§ À produire: Selon la prédication sur Genèse 16 ci-dessous, pourquoi ce que Saraï propose à Abram n'est-il pas une incitation à la débauche ? Répondez en une à trois phrases.

Saraï la maltraita, et celle-ci pris la fuite

Lectures :

Genèse 16 / 1 – 15 ; 21 / 9 – 13 ;  (Luc 1 / 26 – 38)

Prédication :

Cette histoire raconte-t-elle le premier cas de harcèlement psychologique, voire physique ? C’est ainsi qu’on peut effectivement comprendre la remarque du verset 6 : « Saraï la maltraita et celle-ci prit la fuite ».

On aura sans soute remarqué qu’Abram est dans cette histoire un mauvais gestionnaire des conflits car il se défait de toute responsabilité : « Voici ta servante en ton pouvoir, fais-lui ce qui est bon à tes yeux », dit-il (verset 6, toujours).

Le chapitre 16 du livre de Genèse raconte donc d’abord une histoire de femmes. Abram, l’homme qui, selon les critères du Proche-Orient ancien, et même selon les critères d’un temps pas si reculé, devrait être l’autorité suprême dans sa maison et prendre les choses en main, cet Abram reste dans un étonnement passif.

Une seule fois il ouvre la bouche, et c’est pour se débarrasser du conflit auquel il est confronté.

Autrement, il ne fait qu’obéir à Saraï lorsque celle-ci lui demande d’aller coucher avec sa servante.

Mais attention : ce que propose Saraï à son mari n’est pas, et de loin, une incitation à la débauche, comme on pourrait le penser avec nos lunettes du 21e siècles et de culture occidentale.

Au contraire, ce qu’elle fait est prévu par la législation antique :

Saraï est stérile ; dans l’Antiquité c’est la pire des choses qui peut arriver à une femme car c’est par la descendance qu’une famille peut se perpétuer, s’inscrire dans la durée. Si une femme ne donne pas de descendance à son mari, celui-ci peut la renvoyer sans autre formalité.

 

Saraï a-t-elle peur d’un tel destin ?

§ Lignes répertoriées:

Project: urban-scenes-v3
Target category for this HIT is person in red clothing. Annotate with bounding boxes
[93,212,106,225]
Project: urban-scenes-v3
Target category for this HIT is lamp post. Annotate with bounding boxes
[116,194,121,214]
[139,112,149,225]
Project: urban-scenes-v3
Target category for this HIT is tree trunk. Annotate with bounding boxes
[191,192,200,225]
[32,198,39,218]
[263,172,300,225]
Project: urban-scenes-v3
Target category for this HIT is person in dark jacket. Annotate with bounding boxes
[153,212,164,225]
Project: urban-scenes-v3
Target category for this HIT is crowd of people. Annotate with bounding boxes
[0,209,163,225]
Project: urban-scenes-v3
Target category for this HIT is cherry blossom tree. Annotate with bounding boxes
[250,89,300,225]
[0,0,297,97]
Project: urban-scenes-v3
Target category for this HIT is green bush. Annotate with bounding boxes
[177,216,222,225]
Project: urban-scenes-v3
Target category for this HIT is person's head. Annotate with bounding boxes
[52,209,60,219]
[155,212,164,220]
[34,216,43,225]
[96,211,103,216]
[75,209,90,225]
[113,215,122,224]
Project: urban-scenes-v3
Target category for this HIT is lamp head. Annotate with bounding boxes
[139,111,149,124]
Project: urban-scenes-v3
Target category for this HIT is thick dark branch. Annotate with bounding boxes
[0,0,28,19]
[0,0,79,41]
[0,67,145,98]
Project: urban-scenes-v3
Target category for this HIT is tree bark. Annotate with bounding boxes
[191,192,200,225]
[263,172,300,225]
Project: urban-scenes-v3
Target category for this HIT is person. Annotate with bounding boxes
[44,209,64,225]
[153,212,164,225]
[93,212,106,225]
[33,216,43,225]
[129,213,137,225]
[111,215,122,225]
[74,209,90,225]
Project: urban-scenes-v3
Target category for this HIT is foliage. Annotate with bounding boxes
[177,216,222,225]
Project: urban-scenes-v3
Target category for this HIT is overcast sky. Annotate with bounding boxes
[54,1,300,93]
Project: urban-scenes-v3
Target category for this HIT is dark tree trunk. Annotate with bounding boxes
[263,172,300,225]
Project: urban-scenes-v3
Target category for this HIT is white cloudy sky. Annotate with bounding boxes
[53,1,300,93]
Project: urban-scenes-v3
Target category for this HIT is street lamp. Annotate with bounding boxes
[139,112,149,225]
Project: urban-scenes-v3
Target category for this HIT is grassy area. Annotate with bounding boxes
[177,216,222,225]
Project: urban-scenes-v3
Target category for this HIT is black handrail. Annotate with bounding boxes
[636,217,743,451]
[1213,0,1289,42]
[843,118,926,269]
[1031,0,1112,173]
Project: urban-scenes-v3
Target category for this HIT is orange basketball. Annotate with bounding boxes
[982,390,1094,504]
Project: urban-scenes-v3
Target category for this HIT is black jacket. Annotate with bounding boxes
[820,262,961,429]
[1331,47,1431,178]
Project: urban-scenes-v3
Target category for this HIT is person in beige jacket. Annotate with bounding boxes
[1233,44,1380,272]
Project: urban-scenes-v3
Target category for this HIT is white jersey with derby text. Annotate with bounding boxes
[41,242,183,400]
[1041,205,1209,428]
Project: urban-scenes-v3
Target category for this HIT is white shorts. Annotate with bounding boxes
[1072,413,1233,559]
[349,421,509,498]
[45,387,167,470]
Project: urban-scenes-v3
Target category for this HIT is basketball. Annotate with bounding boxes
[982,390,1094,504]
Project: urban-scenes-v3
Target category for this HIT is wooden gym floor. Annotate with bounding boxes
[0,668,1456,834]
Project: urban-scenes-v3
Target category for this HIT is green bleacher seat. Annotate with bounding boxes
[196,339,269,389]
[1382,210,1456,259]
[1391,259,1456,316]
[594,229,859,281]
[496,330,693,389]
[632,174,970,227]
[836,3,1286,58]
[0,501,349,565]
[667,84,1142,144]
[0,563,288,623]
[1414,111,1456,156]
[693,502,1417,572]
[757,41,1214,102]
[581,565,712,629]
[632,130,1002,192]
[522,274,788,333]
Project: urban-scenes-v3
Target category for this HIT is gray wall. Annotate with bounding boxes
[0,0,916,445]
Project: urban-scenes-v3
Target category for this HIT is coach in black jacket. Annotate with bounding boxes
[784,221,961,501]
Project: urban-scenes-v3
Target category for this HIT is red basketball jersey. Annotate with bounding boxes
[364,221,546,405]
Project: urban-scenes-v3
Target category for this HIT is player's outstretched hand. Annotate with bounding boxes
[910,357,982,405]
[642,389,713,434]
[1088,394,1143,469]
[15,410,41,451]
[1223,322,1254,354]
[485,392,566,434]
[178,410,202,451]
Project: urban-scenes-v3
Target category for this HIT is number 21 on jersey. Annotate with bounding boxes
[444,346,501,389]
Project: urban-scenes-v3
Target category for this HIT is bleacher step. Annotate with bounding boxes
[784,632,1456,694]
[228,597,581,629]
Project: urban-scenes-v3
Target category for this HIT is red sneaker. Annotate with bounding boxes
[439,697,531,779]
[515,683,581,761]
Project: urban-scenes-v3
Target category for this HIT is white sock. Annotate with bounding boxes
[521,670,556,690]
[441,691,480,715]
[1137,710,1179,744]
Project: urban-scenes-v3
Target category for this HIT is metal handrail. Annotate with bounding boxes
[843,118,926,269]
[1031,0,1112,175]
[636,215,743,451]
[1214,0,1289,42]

§ Solution: Ce que propose Saraï est prévu par la législation antique. Elle est stérile, ce qui était dans l'Antiquité la pire chose pouvant arriver à une femme, car c'est par la descendance qu'une famille se perpétue. Un mari pouvait d'ailleurs renvoyer sans autre formalité une femme qui ne lui donnait pas de descendance.